Stored items
==================================================
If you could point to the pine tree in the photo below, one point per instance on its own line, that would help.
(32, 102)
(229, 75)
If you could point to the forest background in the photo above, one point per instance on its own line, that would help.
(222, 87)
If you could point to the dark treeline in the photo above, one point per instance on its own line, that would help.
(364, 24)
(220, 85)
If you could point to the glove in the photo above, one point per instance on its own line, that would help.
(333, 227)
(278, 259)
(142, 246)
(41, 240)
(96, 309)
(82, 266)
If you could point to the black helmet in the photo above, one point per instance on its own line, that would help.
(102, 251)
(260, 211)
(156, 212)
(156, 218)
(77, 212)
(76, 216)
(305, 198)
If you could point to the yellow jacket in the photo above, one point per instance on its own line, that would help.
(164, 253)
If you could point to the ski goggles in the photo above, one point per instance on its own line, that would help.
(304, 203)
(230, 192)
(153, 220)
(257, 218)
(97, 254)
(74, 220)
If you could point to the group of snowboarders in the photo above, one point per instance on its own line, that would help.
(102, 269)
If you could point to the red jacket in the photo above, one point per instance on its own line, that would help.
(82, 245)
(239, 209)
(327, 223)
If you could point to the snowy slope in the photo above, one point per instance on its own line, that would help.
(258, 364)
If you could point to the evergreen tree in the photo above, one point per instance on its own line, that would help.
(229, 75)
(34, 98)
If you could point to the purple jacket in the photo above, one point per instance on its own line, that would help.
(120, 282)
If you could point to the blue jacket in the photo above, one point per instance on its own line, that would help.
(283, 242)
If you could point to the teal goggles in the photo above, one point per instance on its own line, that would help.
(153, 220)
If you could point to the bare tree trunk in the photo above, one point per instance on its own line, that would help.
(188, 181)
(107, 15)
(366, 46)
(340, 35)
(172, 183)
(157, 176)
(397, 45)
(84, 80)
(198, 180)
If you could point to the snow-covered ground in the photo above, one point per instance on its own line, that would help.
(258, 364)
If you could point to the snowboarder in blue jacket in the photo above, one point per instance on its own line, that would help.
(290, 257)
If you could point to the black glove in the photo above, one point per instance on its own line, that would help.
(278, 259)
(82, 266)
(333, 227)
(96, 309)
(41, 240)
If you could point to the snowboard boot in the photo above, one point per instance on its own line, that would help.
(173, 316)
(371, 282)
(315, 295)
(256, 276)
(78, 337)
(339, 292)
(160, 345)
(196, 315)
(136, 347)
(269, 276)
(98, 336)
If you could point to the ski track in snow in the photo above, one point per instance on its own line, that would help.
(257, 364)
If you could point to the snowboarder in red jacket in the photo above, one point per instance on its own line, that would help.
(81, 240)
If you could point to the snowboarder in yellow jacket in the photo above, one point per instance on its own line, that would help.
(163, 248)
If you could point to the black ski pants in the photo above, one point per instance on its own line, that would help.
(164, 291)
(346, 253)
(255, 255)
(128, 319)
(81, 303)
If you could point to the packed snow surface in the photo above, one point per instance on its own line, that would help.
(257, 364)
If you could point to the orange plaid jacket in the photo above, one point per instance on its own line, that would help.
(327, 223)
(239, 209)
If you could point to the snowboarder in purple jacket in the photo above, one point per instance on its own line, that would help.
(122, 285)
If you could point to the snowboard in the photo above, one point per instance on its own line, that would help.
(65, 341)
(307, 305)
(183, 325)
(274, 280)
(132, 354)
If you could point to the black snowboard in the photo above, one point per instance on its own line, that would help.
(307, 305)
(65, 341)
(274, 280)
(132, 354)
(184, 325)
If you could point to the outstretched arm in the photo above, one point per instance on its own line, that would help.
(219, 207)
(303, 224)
==================================================
## WHAT YOU ARE ASKED TO DO
The answer is the line containing "If you could point to the snowboarder in purple" together with every line after it in the records, repeated exactly and with nothing else.

## YOUR RESPONSE
If you could point to the snowboarder in purple jacket in the photo above, one point per instance on its own line, that would help.
(122, 285)
If you could point to the snowboard in the photo above, one point per instance on its own line, that would help.
(65, 341)
(307, 305)
(183, 325)
(274, 280)
(132, 354)
If you could point to the black snowboard in the photo above, one point per instance on its own line, that would help.
(307, 305)
(65, 341)
(274, 280)
(132, 354)
(184, 325)
If you could point to the outstretched arm in the photo above, one point per instance on its own line, that would help.
(219, 207)
(303, 224)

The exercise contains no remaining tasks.